(Extract)
-=-=-=-=-

Confess, Fletch: Review
Confess, Fletch Synopsis: After becoming the prime suspect in multiple murders, Fletcher (John Hamm)strives to prove his innocence while simultaneously searching for his fiancé’s stolen art collection.
The wise-cracking charms of Irwin Fletcher receive a modern paint job in Confess, Fletch. As a former journalist who bumbles his way through investigations, Fletch originated in 1974 and produced a period of prosperous pop culture success. The character’s smarmy charms became the subject of 12 novels by author Gregory Mcdonald and two 1980s films before eventually fading into obscurity. Studios discussed several reboots over the year, including projects with the likes of Kevin Smith and Bill Lawrence involved, but none of the revivals ever came to fruition.
Based on one of Mcdonald’s most beloved works, Confess, Fletch finds Man Men star Jon Hamm embodying the character’s distinctive brand of cheeky detective work. Hamm and Superbad writer/director Greg Mottola collaborate on a free-spirited romp that consistently pops in its comedic pursuits.
Despite his success on the small screen, Hamm is an actor who often seems underutilized by studio executives. The actor’s smoldering looks, effortless magnetism, and dramatic gravitas have always suited him for movie star roles despite being relegated to sturdy character actor parts. As Fletch, Hamm finally discovers the big-screen role tailor-made for his appeals as an actor.

-=-=-=-=-

(Records provided)
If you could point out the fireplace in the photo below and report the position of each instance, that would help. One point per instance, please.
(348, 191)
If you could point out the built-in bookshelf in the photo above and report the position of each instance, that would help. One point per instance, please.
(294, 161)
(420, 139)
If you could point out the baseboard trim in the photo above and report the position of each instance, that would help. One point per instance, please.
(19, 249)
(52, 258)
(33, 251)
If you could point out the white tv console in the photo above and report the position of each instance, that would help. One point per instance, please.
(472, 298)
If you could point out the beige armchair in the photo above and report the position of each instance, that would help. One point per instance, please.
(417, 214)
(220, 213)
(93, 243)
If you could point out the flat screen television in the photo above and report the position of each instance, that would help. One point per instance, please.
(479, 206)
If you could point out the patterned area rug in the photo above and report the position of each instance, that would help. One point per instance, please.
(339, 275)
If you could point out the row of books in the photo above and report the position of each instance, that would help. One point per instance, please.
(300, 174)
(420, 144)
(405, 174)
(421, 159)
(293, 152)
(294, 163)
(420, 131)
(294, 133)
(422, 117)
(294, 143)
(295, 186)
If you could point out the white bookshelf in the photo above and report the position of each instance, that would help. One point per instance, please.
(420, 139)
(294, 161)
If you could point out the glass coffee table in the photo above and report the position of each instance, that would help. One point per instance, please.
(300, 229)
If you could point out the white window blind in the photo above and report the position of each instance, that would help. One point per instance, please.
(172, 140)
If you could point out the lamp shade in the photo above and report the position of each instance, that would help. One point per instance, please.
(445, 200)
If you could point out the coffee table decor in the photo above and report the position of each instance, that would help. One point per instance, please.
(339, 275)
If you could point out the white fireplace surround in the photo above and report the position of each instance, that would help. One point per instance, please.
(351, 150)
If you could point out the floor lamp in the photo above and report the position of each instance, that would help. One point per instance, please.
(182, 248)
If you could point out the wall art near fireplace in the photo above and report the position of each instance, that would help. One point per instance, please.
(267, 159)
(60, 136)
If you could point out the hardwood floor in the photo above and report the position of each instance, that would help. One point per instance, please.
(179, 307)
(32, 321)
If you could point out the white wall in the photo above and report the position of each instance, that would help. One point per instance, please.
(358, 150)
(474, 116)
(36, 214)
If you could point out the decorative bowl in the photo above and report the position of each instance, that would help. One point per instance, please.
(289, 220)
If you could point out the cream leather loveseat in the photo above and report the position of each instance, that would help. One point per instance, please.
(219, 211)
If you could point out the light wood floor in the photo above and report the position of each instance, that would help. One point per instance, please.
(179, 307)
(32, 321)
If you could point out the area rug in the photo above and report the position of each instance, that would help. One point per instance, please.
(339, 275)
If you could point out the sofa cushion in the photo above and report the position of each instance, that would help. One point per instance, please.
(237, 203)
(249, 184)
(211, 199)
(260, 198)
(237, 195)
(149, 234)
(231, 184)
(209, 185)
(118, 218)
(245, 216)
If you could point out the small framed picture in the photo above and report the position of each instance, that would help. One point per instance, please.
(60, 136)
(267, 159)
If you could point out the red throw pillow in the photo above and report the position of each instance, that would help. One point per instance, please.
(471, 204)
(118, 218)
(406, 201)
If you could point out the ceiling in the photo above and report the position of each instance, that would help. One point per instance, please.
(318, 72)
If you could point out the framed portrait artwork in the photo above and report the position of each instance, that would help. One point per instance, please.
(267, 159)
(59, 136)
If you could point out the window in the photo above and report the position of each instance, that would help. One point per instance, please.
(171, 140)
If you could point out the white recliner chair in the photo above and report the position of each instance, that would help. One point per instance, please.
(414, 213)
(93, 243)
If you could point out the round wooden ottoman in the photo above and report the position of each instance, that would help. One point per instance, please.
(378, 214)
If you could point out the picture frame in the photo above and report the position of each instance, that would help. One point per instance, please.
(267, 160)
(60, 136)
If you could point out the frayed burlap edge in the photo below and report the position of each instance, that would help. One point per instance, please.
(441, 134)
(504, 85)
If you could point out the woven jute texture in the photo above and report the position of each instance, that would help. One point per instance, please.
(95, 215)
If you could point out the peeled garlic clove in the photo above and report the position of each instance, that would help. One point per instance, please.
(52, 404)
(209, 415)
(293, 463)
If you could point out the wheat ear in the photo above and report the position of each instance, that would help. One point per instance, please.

-=-=-=-=-

(What is needed)
Carry on the review of Confess, Fletch, picking up right after its final sentence about Hamm finding a big-screen role.

(Answer below)
Hamm takes the spotlight in nearly every frame of Confess, Fletch and steals the show throughout. He exudes a captivating presence and unbound confidence as Fletch savvily charms his way through quirky situations. It would have been easy for the character to feel like a bumbling buffon devoid of textures, but Hamm’s sly comedic bite and radiant personability consistently grounds Fletch as a compelling figure to rally behind. Co-stars Roy Wood Jr. and Ayden Mayeri also add their comedic touch as cops trailing Fletch’s footsteps.
Confess, Fletch similarly fits Mottola’s sensibilities like a glove. The writer/director exhibited an eye for timeless storytelling with coming-of-age darlings like Superbad and Adventureland. With Confess, Fletch, Motola showcases his understanding of the character’s old-school charms as someone who grew up idolizing the Fletch lore. His screenplay embodies a breezy storytelling approach fitting of Fletch’s aimless pursuits, often journeying from one bizarre comedic situation after another with winning results. The actual mystery itself of the film isn’t particularly fascinating, but Mottola ensures that the journey always remains more captivating than the final destination.
Mottola’s composed directorial touches also encompass the Fletch aesthetic. The director utilizes Composer David Arnold’s jazzy score and Sam Levy’s scenic cinematography as bright tools for expressing the character’s distinctive charms. Thankfully, none of the vibrant touches end up overwhelming the material’s sleight charms. I give Mottola ample credit for keeping the source material’s roots intact while finding clever ways to modernize his approach (several references to a post-COVID-19 world are executed with more thought than most COVID-based films).
Confess, Fletch ultimately comes together as an uproarious crowdpleaser with sincere affection for its source material. With rumors of a potential sequel already sprouting, I hope Hamm, Mottola, and their creative team get a chance to continue the Fletch legacy.
Confess, Fletch is opening in limited release and on VOD services on September 16.